● Article
━━━━━━━━━━━━━━━━━━━━━━━━━━━━━━

Document Classification using Naive Bayes classifier

Question 1

You should not necessarily sample dataset A to reduce its instances. Several methods are available for efficient learning from imbalanced datasets, such as Majority Undersampling (exactly what you did), Minority Oversampling, SMOTE, and etc. Here is an empirical comparison of these methods: http://machinelearning.org/proceedings/icml2007/papers/62.pdf

Alternatively, you may define a custom cost matrix for the classifier. In other words, assuming B=Positive class, you may define cost(False Positive) < cost(False Negative). In this case, the classifier's output will bias towards the positive class. Here is a very helpful tutorial: http://citeseerx.ist.psu.edu/viewdoc/download?doi=10.1.1.164.4418&rep=rep1&type=pdf

Question 2

A lot of this gets into how good "accuracy" is as a measure of performance, and that depends on your problem. If misclassifying "A" as "B" is just as bad/ok as misclassifying "B" as "A", then there is little reason to do anything other than just mark everything as "A", since you know it will reliably get you a 98% accuracy (so long as that unbalanced distribution is representative of the true distribution).

Without knowing your problem (and if accuracy is the measure you should use), the best answer I could give is "it depends on the data set". It is possible that you could get past 99% accuracy with standard naive bays, though it may be unlikely. For Naive Bayes in particular, one thing you could do is to disable the use of priors (the prior is essentially the proportion of each class). This has the effect of pretending that every class is equally likely to occur, though the model parameters will have been learned from uneven amounts of data.

Your proposed solution is a common practice, it sometimes works well. Another practice is to create fake data for the smaller class (how would depend on your data, for text documents I'm not aware of any particularly good way). Another practice is to increase the weights of the data points in the under-represented classes.

You can search for "imbalanced classification" and find a lot more information about these types of problems (they are one of the harder ones).

If accuracy is not actually a good measure for your problem, you can search for more information about "cost sensitive classification" which should be helpful.

━━━━━━━━━━━━━━━━━━━━━━━━━━━━━━

● Task A
Rescale the entries starting at the line containing "y=146, one point per instance." and ending at the line containing "x=324, y=152". Give only those lines again, requests unchanged, with each point coordinate in the answers multiplied by 2.15 and rounded to a whole number, halves up.

━━━━━━━━━━━━━━━━━━━━━━━━━━━━━━

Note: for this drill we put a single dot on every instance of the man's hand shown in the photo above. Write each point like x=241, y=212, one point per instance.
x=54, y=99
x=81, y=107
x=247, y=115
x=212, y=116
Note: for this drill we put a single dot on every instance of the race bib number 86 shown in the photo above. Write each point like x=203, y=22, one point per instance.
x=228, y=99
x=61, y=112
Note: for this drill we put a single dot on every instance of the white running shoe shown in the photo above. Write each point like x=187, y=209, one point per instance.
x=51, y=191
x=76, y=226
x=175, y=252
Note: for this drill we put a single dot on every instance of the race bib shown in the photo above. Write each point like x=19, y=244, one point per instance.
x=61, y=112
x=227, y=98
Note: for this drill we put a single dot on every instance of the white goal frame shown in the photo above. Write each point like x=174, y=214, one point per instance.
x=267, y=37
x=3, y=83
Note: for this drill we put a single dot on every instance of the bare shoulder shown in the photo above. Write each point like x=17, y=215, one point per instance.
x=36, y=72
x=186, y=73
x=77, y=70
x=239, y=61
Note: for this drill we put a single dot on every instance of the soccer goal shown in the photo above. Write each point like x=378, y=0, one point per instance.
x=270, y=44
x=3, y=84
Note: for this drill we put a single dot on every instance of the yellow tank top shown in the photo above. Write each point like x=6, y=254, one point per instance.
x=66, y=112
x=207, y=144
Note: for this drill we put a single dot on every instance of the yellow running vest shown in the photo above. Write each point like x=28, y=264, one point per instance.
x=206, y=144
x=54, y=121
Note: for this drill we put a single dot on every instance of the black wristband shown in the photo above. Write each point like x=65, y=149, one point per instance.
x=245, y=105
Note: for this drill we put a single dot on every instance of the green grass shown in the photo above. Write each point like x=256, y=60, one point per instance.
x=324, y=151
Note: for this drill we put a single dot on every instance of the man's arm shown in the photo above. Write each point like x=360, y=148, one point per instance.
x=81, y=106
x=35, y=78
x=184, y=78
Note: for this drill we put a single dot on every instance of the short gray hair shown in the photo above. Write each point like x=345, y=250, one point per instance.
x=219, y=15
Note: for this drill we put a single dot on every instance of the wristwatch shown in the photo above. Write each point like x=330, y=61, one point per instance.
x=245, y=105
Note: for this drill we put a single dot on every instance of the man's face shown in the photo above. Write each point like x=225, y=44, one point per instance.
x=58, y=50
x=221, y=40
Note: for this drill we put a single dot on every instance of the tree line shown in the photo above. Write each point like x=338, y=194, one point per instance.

━━━━━━━━━━━━━━━━━━━━━━━━━━━━━━

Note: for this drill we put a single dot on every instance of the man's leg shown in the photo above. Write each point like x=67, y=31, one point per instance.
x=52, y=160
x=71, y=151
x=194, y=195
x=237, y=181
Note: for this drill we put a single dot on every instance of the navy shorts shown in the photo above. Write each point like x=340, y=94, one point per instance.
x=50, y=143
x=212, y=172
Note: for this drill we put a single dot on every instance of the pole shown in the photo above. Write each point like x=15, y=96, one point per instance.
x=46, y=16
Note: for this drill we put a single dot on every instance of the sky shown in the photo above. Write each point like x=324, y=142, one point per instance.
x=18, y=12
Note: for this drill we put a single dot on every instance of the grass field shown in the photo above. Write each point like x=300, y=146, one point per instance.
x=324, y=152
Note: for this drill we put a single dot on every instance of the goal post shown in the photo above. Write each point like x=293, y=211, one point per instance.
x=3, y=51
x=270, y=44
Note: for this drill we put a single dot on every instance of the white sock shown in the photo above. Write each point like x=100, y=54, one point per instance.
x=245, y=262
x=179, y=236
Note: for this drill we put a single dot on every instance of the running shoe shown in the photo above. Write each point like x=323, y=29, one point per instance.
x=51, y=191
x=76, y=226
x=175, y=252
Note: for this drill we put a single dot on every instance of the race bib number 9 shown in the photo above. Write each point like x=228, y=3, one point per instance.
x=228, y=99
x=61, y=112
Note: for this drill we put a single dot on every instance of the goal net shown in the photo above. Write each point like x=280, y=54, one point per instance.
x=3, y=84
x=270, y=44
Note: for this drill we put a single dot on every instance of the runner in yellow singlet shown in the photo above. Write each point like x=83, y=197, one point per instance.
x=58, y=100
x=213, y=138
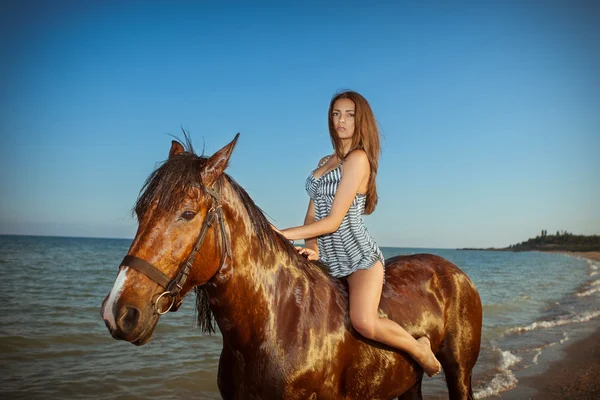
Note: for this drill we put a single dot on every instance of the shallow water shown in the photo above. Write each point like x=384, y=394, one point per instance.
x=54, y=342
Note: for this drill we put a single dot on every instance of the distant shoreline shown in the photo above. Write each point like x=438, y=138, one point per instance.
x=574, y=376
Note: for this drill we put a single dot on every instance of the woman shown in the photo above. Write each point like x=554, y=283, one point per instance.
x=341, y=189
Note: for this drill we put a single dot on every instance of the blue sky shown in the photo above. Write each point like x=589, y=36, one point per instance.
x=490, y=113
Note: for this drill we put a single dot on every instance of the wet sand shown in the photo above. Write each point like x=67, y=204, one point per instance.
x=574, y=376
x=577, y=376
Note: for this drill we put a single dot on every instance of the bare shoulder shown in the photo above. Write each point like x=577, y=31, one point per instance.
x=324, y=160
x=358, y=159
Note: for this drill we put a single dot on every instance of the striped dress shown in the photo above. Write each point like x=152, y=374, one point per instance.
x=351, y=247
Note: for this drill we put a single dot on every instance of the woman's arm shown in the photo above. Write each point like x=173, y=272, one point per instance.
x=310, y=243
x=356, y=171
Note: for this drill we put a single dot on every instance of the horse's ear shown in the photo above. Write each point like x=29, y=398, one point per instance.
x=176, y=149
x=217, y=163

━━━━━━━━━━━━━━━━━━━━━━━━━━━━━━

● Task B
Answer from the Naive Bayes classification text:
(i) What accuracy does marking everything as "A" reliably give?
(ii) What is the prior essentially, for Naive Bayes?
(iii) Assuming B is the positive class, what cost relation may be defined for the classifier?

● Complete output A
Note: for this drill we put a single dot on every instance of the grass field shown in the photo above. Write each point like x=300, y=146, one point per instance.
x=697, y=327

● Complete output B
(i) 98% accuracy
(ii) The proportion of each class
(iii) cost(False Positive) < cost(False Negative)